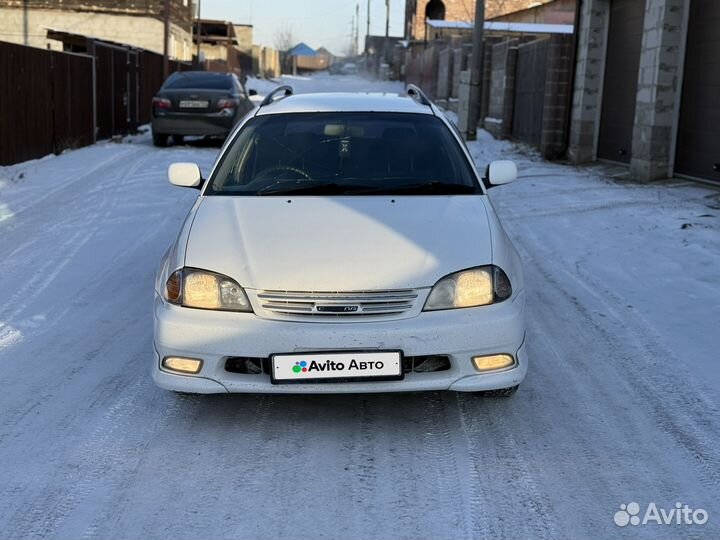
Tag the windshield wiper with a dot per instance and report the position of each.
(424, 188)
(327, 188)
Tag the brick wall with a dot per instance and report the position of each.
(142, 32)
(461, 10)
(498, 120)
(556, 12)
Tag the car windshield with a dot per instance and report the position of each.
(211, 81)
(344, 154)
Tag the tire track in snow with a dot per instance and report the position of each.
(493, 451)
(682, 410)
(687, 414)
(440, 449)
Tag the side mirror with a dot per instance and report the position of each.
(501, 172)
(185, 175)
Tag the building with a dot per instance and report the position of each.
(418, 11)
(224, 46)
(140, 24)
(647, 87)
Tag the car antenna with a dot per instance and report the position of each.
(414, 92)
(288, 91)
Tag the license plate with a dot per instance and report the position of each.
(191, 104)
(336, 367)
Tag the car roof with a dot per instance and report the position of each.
(345, 102)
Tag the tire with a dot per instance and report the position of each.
(500, 392)
(160, 140)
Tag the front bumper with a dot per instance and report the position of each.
(208, 124)
(460, 334)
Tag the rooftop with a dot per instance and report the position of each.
(345, 102)
(499, 26)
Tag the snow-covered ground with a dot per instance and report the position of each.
(621, 403)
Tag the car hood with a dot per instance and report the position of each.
(339, 243)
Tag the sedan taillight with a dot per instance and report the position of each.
(227, 103)
(161, 103)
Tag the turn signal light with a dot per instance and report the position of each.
(161, 103)
(182, 365)
(493, 362)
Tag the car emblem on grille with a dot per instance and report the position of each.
(334, 308)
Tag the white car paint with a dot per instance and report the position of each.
(345, 244)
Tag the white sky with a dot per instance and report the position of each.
(316, 22)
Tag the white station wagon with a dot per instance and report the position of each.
(342, 243)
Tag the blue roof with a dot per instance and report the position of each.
(301, 49)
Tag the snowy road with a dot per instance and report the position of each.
(621, 403)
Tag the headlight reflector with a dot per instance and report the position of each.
(190, 287)
(469, 288)
(493, 362)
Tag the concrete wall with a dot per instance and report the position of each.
(658, 89)
(589, 72)
(143, 32)
(446, 57)
(244, 35)
(557, 96)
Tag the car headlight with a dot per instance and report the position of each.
(469, 288)
(201, 289)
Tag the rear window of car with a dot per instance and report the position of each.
(344, 154)
(211, 81)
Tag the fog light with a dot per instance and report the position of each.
(182, 365)
(493, 362)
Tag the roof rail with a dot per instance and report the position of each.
(414, 92)
(288, 91)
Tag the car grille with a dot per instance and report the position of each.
(333, 304)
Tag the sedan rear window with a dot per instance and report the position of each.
(344, 154)
(211, 81)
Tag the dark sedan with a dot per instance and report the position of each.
(198, 103)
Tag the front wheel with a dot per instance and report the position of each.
(159, 140)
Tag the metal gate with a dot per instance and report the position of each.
(530, 91)
(698, 142)
(621, 80)
(117, 98)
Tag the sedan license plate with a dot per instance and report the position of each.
(336, 367)
(192, 104)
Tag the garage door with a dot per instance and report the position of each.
(698, 143)
(621, 75)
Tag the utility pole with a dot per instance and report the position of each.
(357, 29)
(387, 31)
(476, 71)
(199, 31)
(166, 35)
(367, 31)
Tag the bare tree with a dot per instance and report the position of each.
(284, 39)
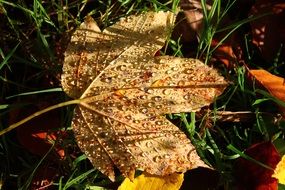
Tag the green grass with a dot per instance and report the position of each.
(34, 36)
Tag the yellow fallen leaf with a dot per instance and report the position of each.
(279, 172)
(153, 182)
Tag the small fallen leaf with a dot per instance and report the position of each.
(151, 182)
(279, 172)
(274, 84)
(125, 90)
(268, 32)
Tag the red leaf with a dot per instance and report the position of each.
(250, 175)
(37, 135)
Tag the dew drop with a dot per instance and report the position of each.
(158, 106)
(121, 67)
(174, 69)
(107, 80)
(148, 144)
(157, 98)
(168, 72)
(181, 83)
(158, 123)
(149, 91)
(188, 71)
(144, 110)
(186, 97)
(166, 91)
(136, 121)
(156, 159)
(150, 104)
(143, 97)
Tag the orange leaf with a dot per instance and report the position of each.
(279, 172)
(274, 84)
(153, 182)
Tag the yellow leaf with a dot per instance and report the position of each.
(153, 182)
(279, 172)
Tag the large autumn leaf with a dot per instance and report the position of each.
(125, 90)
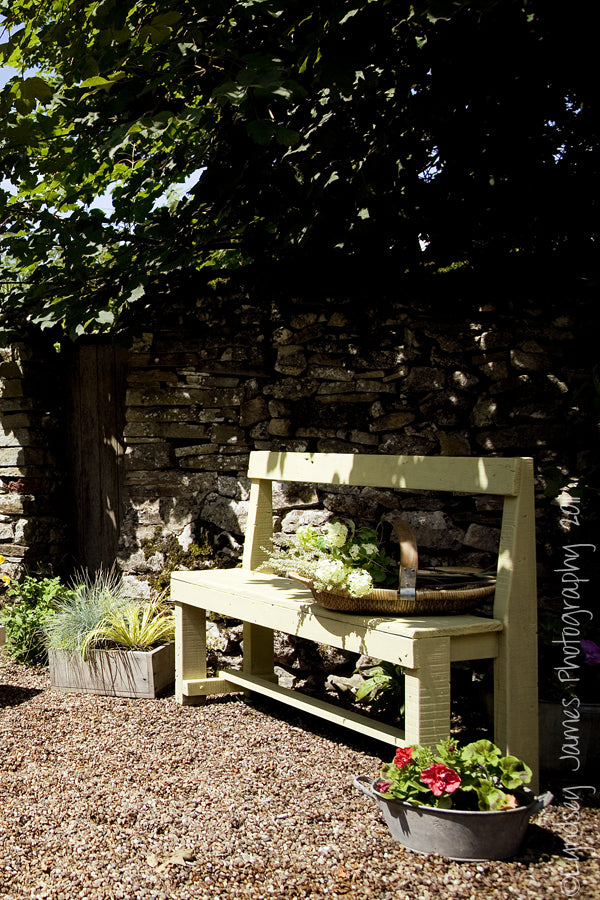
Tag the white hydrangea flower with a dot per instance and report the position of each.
(370, 549)
(331, 573)
(335, 534)
(359, 582)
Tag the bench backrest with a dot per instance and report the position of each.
(510, 478)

───

**Task requirements**.
Format the records above as a Markdown table with two columns, Row and Line. Put a row number and one line in each row, skip blank lines, and leave the pictures out.

**Written answer**.
| Row | Line |
|---|---|
| 1 | Tag the windshield wiper with a dot per instance and report the position of each. |
| 2 | (424, 188) |
| 3 | (327, 188) |
| 4 | Tag the brick wall with a dot per instance and report the position of each. |
| 5 | (142, 32) |
| 6 | (461, 10) |
| 7 | (498, 120) |
| 8 | (556, 12) |
| 9 | Tag the car windshield with a dot per instance and report the position of each. |
| 10 | (211, 81) |
| 11 | (344, 154) |
| 12 | Tag the tire track in snow with a dot per instance and report the position of each. |
| 13 | (493, 451) |
| 14 | (682, 410) |
| 15 | (687, 414) |
| 16 | (440, 449) |
| 17 | Tag the side mirror with a dot per instance and report the position of each. |
| 18 | (501, 172) |
| 19 | (185, 175) |
| 20 | Tag the building with a dot per instance and report the position of each. |
| 21 | (418, 11) |
| 22 | (224, 46) |
| 23 | (140, 24) |
| 24 | (647, 87) |
| 25 | Tag the car antenna with a dot per instance and report the position of each. |
| 26 | (414, 92) |
| 27 | (288, 91) |
| 28 | Tag the license plate with a dot per instance and report the position of each. |
| 29 | (191, 104) |
| 30 | (336, 367) |
| 31 | Tag the car roof with a dot per instance and report the position of each. |
| 32 | (345, 102) |
| 33 | Tag the tire with a dot per instance and report the position of each. |
| 34 | (500, 392) |
| 35 | (160, 140) |
| 36 | Tag the front bumper with a dot per instance and report the position of each. |
| 37 | (208, 124) |
| 38 | (460, 334) |
| 39 | Tag the rooftop with a dot per instance and report the position of each. |
| 40 | (345, 102) |
| 41 | (499, 26) |
| 42 | Tag the snow-covered ground with a dot per instance and report the position of each. |
| 43 | (621, 403) |
| 44 | Tag the car hood with a dot per instance and report the position of each. |
| 45 | (339, 243) |
| 46 | Tag the sedan taillight with a dot per instance and report the position of each. |
| 47 | (227, 103) |
| 48 | (161, 103) |
| 49 | Tag the turn signal light with a dot per instance and report the position of each. |
| 50 | (161, 103) |
| 51 | (182, 365) |
| 52 | (493, 362) |
| 53 | Tag the car emblem on grille with a dot per instance and report the position of each. |
| 54 | (334, 308) |
| 55 | Tag the white car paint with a dot per instance and report the position of each. |
| 56 | (345, 244) |
| 57 | Tag the white sky with a dot per instance and report the position of each. |
| 58 | (316, 22) |
| 59 | Tag the white station wagon with a dot per instance and report the position of each. |
| 60 | (342, 243) |
| 61 | Tag the blue roof with a dot per instance and report the position of each. |
| 62 | (301, 49) |
| 63 | Tag the snowy road with a dot per instance and report the position of each. |
| 64 | (621, 403) |
| 65 | Tag the headlight reflector with a dot per instance and report the position of each. |
| 66 | (190, 287) |
| 67 | (469, 288) |
| 68 | (493, 362) |
| 69 | Tag the concrete wall with a dot per instance and report the position of each. |
| 70 | (658, 89) |
| 71 | (589, 72) |
| 72 | (143, 32) |
| 73 | (446, 57) |
| 74 | (244, 35) |
| 75 | (557, 96) |
| 76 | Tag the car headlight with a dot per instance and report the position of each. |
| 77 | (469, 288) |
| 78 | (201, 289) |
| 79 | Tag the rear window of car with a dot per instance and report the position of each. |
| 80 | (344, 154) |
| 81 | (211, 81) |
| 82 | Tag the fog light with a dot per instance and report the position of each. |
| 83 | (182, 365) |
| 84 | (493, 362) |
| 85 | Tag the roof rail with a dot per instance and report the position of each. |
| 86 | (414, 92) |
| 87 | (288, 91) |
| 88 | Tag the car grille with a dot per instance and report the position of each. |
| 89 | (333, 304) |
| 90 | Tag the sedan rear window with a dot per instance and report the position of each. |
| 91 | (344, 154) |
| 92 | (211, 81) |
| 93 | Tag the dark sedan with a dot per instance and report the position of each. |
| 94 | (198, 103) |
| 95 | Tag the front wheel with a dot per instance and report the position of each. |
| 96 | (159, 140) |
| 97 | Tag the metal gate with a dot per instance and report the position of each. |
| 98 | (530, 91) |
| 99 | (698, 142) |
| 100 | (621, 80) |
| 101 | (117, 98) |
| 102 | Tag the sedan license plate with a dot per instance and report the position of each. |
| 103 | (336, 367) |
| 104 | (192, 104) |
| 105 | Tag the garage door with a dot per instance and report the position of each. |
| 106 | (698, 143) |
| 107 | (621, 75) |
| 108 | Tag the utility pole with a dot per instance and report the position of each. |
| 109 | (357, 29) |
| 110 | (387, 31) |
| 111 | (476, 71) |
| 112 | (199, 31) |
| 113 | (166, 35) |
| 114 | (367, 31) |
| 115 | Tag the bare tree with a dot per instance and report the position of each. |
| 116 | (284, 39) |
| 117 | Tag the green grass with a dot per instance and report the position of each. |
| 118 | (34, 36) |
| 119 | Tag the yellow fallen leaf with a dot per instance and report the position of each. |
| 120 | (279, 172) |
| 121 | (153, 182) |
| 122 | Tag the small fallen leaf with a dot per instance and report the position of each. |
| 123 | (151, 182) |
| 124 | (279, 172) |
| 125 | (274, 84) |
| 126 | (125, 90) |
| 127 | (268, 32) |
| 128 | Tag the red leaf with a dot per instance and report the position of each. |
| 129 | (250, 175) |
| 130 | (37, 135) |
| 131 | Tag the dew drop with a dot per instance and report the position of each. |
| 132 | (158, 106) |
| 133 | (121, 67) |
| 134 | (174, 69) |
| 135 | (107, 80) |
| 136 | (148, 144) |
| 137 | (157, 98) |
| 138 | (168, 72) |
| 139 | (181, 83) |
| 140 | (158, 123) |
| 141 | (149, 91) |
| 142 | (188, 71) |
| 143 | (144, 110) |
| 144 | (186, 97) |
| 145 | (166, 91) |
| 146 | (136, 121) |
| 147 | (156, 159) |
| 148 | (150, 104) |
| 149 | (143, 97) |
| 150 | Tag the orange leaf with a dot per instance and report the position of each. |
| 151 | (279, 172) |
| 152 | (274, 84) |
| 153 | (153, 182) |
| 154 | Tag the yellow leaf with a dot per instance and report the position of each. |
| 155 | (153, 182) |
| 156 | (279, 172) |
| 157 | Tag the large autumn leaf with a dot per instance and report the position of each. |
| 158 | (125, 90) |
| 159 | Tag the white hydrangea flower with a dot per instance and report the position of each. |
| 160 | (370, 549) |
| 161 | (331, 573) |
| 162 | (335, 534) |
| 163 | (359, 582) |
| 164 | Tag the bench backrest with a dot per instance and report the position of each. |
| 165 | (510, 478) |